BEGIN Given records
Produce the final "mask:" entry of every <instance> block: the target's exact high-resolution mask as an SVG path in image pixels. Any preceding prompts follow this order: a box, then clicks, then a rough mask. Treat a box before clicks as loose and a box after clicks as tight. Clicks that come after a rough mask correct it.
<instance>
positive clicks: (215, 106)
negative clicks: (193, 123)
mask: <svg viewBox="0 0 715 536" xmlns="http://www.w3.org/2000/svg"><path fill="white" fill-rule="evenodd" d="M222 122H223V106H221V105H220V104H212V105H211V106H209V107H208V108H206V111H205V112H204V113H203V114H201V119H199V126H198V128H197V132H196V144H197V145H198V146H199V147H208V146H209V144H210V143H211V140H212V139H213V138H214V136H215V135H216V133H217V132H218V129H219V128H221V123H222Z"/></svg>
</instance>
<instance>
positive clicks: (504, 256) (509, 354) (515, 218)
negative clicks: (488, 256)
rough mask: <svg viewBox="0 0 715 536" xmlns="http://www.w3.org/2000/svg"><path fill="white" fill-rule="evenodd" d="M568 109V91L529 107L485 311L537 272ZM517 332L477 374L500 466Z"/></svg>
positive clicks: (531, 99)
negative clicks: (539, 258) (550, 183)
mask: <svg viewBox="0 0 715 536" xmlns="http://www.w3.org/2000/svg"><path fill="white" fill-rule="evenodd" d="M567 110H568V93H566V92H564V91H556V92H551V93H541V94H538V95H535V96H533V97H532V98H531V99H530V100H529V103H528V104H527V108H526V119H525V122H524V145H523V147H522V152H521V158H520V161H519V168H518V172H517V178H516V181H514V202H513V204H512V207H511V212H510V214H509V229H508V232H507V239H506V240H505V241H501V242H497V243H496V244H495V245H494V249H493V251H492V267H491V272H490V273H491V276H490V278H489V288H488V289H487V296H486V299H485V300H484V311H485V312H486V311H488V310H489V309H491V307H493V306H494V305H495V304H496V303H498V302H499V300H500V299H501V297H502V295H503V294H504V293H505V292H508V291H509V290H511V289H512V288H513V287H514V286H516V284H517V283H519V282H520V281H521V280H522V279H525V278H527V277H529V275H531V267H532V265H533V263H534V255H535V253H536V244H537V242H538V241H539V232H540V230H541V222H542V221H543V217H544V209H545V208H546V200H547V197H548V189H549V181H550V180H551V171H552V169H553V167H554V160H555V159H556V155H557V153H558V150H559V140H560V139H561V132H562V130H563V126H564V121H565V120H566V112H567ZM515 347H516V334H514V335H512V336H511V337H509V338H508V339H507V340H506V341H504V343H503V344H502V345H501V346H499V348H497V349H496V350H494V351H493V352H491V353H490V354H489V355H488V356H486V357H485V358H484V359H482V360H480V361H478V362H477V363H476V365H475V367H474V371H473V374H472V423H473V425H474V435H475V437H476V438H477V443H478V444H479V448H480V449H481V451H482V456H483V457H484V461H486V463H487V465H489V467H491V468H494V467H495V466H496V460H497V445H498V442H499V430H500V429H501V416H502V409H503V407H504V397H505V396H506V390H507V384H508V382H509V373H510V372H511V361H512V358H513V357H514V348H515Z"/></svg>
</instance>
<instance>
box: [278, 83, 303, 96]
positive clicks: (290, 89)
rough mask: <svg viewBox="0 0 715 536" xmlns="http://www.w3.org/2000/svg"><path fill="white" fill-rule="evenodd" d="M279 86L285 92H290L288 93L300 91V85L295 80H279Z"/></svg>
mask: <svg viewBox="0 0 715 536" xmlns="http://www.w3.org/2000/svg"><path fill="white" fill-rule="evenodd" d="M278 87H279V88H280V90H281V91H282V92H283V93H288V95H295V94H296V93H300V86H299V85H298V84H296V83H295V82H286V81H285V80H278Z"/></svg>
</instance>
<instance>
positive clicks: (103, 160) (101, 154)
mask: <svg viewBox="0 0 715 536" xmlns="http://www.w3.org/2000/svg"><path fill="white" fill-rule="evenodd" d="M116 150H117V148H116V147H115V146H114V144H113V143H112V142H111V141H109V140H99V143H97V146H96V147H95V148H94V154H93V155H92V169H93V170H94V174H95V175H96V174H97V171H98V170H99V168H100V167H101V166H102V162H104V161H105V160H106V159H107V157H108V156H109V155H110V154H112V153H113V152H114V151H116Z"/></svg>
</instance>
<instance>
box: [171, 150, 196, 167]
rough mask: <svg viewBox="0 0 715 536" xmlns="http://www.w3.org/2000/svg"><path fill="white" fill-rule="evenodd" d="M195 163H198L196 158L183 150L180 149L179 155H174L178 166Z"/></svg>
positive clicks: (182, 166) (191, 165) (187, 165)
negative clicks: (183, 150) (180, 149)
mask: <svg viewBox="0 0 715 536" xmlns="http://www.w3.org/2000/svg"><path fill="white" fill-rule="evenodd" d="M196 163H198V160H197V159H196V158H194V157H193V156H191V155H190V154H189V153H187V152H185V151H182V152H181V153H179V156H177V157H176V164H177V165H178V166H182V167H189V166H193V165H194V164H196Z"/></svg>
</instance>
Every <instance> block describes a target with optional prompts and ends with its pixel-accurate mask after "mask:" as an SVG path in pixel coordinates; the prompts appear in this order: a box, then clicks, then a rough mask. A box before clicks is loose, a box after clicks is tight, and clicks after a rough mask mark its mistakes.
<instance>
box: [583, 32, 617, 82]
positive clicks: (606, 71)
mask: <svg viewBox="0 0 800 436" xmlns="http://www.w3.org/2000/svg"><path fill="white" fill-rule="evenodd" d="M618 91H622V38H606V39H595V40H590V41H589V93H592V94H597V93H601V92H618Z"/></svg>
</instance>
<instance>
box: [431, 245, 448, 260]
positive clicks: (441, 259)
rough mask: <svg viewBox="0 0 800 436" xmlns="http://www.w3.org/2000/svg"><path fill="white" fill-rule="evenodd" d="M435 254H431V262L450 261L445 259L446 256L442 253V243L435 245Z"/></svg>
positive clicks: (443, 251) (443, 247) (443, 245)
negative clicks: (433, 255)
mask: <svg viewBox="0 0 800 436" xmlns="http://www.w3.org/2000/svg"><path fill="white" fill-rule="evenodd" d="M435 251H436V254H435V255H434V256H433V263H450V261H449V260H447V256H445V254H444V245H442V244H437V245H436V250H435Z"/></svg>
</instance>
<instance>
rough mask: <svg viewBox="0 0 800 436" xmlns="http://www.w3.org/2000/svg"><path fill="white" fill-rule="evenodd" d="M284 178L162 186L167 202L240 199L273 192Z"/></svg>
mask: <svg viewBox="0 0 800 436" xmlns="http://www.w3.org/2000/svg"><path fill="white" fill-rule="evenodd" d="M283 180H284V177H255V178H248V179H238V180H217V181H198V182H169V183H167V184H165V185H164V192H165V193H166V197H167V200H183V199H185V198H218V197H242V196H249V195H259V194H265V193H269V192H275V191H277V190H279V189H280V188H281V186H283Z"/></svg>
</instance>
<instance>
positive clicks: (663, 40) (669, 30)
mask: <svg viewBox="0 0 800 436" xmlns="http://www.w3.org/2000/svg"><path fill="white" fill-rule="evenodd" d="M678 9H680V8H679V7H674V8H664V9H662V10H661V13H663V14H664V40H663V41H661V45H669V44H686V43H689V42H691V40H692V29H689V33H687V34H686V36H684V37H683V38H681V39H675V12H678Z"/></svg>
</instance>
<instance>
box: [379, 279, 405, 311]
END Given records
▸ **Task**
Rewrite the entries from the beginning up to and including the line containing "negative clicks: (193, 123)", replacing "rough mask" with "coarse mask" and keeping everything else the same.

▸ **Answer area**
Produce the final "mask:" entry of every <instance> block: the target's exact high-resolution mask as an SVG path in image pixels. Any preceding prompts follow this order: a box, then clicks, then a coarse mask. Treat a box before clicks as loose and a box after clicks as tight. Clicks that come after a coarse mask correct it.
<instance>
positive clicks: (215, 106)
negative clicks: (193, 123)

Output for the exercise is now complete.